* [WHAT TO PRODUCE] Return all lines from the listing below in which "foliage" appears.

======== SOURCE MATERIAL

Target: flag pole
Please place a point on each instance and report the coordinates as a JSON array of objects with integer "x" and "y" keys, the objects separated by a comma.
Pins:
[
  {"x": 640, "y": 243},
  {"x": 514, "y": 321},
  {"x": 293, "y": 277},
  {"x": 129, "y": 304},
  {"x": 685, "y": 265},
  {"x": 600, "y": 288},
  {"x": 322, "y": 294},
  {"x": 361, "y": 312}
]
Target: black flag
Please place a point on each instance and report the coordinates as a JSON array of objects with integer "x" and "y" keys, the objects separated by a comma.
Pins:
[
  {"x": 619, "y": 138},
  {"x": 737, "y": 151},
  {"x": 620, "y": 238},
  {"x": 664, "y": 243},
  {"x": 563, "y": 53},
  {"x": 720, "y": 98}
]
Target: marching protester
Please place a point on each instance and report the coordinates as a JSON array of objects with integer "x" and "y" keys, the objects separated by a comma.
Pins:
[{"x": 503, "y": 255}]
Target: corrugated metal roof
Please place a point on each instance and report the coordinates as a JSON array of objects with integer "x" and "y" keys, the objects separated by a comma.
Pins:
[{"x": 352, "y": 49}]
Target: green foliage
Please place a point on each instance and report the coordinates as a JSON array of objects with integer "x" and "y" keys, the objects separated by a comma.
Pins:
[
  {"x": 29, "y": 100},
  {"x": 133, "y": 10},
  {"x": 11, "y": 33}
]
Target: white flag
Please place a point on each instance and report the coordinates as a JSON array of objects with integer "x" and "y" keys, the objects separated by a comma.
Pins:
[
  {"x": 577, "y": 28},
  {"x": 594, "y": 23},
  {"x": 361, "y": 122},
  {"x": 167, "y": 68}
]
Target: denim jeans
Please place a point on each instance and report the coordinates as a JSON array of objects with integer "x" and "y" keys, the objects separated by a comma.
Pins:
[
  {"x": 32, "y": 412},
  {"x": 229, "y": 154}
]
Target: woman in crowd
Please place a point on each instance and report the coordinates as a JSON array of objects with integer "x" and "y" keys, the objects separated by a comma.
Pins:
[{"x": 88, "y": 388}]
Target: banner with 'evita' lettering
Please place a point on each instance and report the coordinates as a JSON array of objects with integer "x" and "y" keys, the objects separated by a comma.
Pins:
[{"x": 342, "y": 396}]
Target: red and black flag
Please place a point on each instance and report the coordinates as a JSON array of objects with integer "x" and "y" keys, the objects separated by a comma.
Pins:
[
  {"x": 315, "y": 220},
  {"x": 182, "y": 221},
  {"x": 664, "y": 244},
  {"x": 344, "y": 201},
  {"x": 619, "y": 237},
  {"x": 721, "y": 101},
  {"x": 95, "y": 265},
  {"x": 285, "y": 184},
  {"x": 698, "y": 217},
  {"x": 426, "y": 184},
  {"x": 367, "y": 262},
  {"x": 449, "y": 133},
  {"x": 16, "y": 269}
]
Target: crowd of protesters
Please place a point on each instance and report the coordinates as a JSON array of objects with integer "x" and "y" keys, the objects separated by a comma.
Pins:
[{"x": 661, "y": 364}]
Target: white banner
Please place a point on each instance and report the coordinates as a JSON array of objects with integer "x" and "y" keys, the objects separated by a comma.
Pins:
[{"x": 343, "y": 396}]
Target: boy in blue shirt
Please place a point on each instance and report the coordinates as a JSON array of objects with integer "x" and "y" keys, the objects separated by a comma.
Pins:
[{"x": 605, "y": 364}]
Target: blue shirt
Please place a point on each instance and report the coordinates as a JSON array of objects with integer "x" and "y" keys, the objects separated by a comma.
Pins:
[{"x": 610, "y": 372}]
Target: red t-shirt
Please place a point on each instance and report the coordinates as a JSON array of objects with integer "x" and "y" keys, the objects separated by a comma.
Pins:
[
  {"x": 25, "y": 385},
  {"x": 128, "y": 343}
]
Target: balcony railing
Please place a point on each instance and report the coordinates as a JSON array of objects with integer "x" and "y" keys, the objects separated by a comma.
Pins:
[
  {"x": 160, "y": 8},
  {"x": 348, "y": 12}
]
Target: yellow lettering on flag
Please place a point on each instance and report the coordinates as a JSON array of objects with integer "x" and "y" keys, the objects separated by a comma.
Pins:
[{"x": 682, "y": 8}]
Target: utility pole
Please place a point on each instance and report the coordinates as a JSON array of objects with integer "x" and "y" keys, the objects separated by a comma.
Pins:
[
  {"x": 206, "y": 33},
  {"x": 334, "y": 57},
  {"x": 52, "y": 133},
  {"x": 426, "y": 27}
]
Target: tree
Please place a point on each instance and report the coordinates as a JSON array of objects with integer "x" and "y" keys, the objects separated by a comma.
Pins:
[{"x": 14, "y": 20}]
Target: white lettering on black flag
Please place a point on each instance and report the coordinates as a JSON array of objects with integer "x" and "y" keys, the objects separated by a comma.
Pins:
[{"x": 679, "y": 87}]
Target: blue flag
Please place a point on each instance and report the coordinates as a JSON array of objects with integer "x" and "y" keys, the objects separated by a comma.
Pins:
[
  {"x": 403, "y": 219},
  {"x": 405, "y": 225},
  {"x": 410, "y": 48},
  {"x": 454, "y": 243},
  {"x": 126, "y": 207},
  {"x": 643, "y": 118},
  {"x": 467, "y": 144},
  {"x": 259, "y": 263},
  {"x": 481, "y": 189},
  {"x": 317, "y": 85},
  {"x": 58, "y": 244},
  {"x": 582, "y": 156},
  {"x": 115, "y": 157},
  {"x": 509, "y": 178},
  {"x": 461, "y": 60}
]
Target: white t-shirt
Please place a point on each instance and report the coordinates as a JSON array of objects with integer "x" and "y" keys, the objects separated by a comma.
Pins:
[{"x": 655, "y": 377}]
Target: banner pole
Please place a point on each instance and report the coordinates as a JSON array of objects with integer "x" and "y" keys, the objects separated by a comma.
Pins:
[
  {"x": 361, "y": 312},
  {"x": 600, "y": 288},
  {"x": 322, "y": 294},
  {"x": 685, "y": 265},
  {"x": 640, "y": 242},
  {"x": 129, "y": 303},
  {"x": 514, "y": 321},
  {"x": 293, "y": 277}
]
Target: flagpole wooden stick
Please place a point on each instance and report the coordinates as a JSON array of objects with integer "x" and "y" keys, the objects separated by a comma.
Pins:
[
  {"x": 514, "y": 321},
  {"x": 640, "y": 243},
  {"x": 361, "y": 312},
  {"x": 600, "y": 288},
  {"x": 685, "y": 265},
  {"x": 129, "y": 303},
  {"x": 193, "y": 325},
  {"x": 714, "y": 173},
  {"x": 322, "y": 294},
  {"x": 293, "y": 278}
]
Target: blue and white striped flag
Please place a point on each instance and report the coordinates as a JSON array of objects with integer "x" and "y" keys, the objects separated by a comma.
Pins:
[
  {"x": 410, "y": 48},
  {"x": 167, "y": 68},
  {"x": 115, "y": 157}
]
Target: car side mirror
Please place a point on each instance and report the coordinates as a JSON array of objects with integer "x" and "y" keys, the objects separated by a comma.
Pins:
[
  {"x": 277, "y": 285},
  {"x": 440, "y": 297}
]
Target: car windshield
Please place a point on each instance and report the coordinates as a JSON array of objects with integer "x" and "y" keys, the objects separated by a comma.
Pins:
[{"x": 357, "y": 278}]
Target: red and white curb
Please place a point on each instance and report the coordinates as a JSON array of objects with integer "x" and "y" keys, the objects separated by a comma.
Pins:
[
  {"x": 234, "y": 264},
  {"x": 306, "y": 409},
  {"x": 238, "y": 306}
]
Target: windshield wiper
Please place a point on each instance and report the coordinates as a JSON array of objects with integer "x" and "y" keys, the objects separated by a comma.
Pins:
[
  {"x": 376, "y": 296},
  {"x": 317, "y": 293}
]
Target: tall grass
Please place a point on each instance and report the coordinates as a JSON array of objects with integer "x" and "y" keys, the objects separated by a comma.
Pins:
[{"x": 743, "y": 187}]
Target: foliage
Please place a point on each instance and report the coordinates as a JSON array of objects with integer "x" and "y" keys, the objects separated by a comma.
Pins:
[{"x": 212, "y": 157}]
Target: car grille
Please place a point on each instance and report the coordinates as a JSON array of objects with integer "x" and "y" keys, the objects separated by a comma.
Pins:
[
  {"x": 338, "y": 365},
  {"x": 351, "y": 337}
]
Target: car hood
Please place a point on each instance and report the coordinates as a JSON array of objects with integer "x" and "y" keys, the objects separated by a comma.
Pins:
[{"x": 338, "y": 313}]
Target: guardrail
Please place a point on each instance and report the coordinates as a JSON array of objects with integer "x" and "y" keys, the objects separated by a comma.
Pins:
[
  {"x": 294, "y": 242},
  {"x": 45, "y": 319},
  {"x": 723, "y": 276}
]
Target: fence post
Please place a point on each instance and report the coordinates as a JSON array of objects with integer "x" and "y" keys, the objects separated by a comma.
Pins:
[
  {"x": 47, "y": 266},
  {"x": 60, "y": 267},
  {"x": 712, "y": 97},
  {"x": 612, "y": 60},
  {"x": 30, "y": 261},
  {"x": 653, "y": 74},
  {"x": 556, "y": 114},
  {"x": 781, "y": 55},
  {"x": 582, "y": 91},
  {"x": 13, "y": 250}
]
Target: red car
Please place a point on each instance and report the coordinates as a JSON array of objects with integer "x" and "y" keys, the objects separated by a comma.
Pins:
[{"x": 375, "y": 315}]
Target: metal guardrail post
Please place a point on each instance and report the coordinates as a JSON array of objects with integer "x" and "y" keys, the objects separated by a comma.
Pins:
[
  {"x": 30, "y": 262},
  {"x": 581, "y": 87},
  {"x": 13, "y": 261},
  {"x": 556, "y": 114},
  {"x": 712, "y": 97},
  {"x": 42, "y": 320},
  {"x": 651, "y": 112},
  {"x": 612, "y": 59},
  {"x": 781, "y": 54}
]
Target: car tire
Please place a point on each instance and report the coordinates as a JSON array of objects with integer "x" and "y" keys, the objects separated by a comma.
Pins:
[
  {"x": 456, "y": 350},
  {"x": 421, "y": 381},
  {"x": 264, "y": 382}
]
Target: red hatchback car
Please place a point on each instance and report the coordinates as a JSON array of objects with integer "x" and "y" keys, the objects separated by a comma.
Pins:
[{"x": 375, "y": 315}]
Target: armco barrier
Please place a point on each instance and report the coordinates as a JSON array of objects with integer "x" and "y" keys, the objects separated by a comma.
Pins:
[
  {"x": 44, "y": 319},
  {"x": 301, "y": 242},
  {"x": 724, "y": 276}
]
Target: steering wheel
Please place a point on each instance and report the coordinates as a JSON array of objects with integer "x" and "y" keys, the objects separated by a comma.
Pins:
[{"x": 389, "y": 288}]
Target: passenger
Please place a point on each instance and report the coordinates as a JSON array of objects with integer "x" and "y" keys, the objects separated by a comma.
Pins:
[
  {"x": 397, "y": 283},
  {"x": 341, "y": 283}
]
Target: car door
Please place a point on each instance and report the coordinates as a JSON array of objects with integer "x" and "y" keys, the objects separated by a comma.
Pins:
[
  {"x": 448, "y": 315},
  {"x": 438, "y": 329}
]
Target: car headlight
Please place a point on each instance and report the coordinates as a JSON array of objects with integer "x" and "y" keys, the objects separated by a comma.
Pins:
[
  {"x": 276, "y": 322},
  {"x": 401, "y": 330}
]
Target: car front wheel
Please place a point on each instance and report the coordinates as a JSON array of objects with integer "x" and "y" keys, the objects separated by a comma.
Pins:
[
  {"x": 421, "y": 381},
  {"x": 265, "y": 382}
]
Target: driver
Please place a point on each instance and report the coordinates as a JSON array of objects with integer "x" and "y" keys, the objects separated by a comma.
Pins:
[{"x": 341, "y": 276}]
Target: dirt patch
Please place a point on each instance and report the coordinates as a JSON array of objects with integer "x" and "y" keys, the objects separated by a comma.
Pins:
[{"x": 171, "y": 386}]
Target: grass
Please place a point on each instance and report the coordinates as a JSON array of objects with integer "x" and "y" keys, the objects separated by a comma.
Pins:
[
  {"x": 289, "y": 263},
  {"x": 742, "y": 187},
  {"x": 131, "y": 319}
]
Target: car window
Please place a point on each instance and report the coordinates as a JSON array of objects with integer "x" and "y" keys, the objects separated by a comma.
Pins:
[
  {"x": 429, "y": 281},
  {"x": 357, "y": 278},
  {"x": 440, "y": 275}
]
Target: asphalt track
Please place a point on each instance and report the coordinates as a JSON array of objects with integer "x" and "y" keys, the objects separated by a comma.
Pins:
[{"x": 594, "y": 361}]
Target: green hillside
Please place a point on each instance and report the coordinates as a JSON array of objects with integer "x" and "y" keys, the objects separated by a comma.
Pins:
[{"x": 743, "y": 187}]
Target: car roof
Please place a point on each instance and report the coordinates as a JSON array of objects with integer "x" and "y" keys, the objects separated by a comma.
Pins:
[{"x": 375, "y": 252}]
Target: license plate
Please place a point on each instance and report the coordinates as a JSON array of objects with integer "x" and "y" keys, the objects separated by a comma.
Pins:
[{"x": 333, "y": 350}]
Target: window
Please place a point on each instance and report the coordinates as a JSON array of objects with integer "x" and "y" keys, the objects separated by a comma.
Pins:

================

* [ANSWER BOX]
Target: green foliage
Target: foliage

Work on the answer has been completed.